STATED EXERCISE:
Starting with the line containing "the form [162,686]." and going on through the end of the records below, write out every line again, adding 19 to each coordinate in the answers and leaving all other lines unchanged.

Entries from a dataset
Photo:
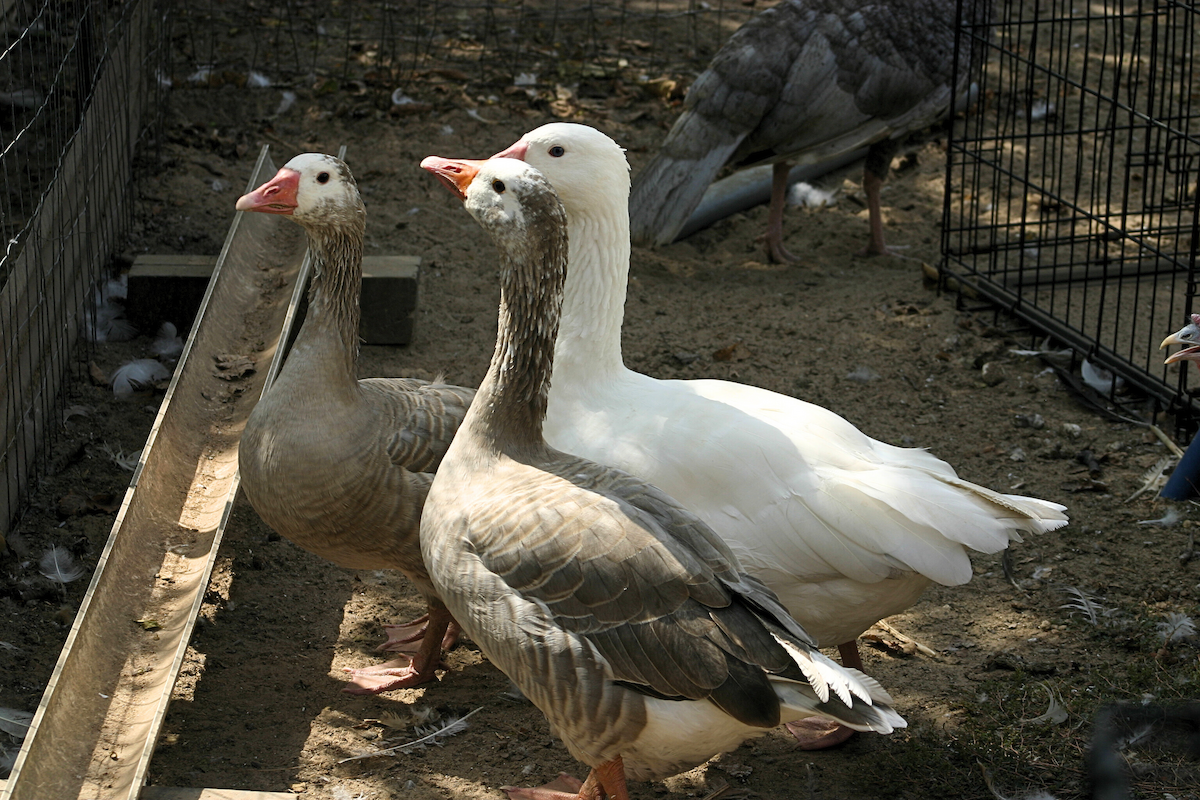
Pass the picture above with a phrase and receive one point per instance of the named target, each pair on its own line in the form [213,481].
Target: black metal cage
[1072,179]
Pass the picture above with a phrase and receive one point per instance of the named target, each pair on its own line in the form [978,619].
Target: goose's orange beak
[455,173]
[276,196]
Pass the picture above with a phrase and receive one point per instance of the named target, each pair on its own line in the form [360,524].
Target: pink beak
[515,151]
[455,173]
[276,196]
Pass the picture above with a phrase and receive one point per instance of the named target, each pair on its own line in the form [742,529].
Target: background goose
[617,612]
[341,465]
[804,82]
[1189,337]
[844,528]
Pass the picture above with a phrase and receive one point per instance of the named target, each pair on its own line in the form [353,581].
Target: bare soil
[258,704]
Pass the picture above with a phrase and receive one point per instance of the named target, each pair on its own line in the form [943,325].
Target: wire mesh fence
[73,80]
[1072,180]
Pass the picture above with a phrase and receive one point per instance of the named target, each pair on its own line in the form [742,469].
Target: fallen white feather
[1099,378]
[451,727]
[167,343]
[1176,627]
[126,462]
[59,565]
[805,194]
[138,376]
[1055,713]
[1168,519]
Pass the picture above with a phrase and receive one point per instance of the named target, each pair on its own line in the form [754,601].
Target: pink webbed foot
[564,787]
[819,733]
[397,673]
[407,672]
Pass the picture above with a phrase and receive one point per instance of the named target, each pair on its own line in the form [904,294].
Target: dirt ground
[1001,695]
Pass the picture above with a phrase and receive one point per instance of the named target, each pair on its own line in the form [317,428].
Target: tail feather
[841,693]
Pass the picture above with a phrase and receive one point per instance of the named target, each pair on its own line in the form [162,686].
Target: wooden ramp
[100,717]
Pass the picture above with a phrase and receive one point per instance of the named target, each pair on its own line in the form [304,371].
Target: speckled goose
[844,528]
[621,614]
[341,465]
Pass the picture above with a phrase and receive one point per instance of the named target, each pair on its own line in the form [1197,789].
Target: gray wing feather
[423,417]
[802,82]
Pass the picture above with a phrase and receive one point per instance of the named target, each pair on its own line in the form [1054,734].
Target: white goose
[617,612]
[844,528]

REPLY:
Pass the picture above with a phrase and receive one point per instance of the named target, each pair on its own line in the form [162,686].
Target: wooden ramp
[119,736]
Pass the picture above with a phrase and receive one point per instance of the named target, each pair on its own line in the form [304,371].
Target: speckled goose
[863,547]
[640,633]
[360,484]
Pass the picture above with a phrase and receive one point per instance of the named target, each pair on its own line in the form [1197,789].
Target: gray wing feather
[442,436]
[821,101]
Pass the picture above with a phrase and receive one point per instance of the named target, each pair on its own line in the form [1054,734].
Target: white goose
[636,631]
[863,547]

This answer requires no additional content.